# [AIM OF THE EXERCISE]
Only the lines from the one containing "Phrase: ceiling fan motor housing" through the end of the data belong in the answer; reproduce them exactly.

Segment Open

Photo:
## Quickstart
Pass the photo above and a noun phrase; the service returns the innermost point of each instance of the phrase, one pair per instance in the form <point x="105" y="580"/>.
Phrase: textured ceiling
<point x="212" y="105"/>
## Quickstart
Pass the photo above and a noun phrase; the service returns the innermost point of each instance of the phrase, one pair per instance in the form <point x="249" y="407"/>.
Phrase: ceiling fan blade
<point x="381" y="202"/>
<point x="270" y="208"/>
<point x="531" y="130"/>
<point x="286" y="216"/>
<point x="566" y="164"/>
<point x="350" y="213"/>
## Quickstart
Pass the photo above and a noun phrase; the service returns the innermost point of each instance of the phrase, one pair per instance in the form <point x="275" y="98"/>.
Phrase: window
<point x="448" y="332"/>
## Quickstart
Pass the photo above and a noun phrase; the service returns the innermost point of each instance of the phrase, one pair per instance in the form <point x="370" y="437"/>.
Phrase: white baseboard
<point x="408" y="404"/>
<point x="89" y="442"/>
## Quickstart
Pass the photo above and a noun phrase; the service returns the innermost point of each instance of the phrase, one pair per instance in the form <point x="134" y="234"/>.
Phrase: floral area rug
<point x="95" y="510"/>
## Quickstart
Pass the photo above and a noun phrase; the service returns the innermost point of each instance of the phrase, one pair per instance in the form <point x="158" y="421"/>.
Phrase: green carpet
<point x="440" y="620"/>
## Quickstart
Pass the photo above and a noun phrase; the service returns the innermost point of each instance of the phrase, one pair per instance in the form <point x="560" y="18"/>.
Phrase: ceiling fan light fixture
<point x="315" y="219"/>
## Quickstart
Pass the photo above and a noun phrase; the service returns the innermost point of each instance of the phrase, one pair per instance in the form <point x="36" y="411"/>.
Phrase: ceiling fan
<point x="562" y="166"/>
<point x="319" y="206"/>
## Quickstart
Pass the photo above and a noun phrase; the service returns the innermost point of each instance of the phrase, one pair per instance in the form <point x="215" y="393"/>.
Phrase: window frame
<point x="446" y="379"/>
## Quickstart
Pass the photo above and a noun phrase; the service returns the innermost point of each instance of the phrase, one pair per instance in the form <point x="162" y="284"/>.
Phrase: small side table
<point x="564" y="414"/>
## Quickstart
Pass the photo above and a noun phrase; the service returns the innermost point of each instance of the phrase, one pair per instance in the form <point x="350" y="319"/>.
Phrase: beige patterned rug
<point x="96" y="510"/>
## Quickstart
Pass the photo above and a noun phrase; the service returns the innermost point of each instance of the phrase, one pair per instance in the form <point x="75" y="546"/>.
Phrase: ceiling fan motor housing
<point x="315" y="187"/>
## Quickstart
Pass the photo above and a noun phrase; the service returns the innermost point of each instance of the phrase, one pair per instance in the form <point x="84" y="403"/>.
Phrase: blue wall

Segment Closed

# [ANSWER BOX]
Phrase: ceiling fan motor housing
<point x="315" y="187"/>
## Quickstart
Pass the photo above and a noun phrase; the service returns the innermost point of each instance of the phrase, one pair per instance in the form <point x="84" y="403"/>.
Phrase: blue wall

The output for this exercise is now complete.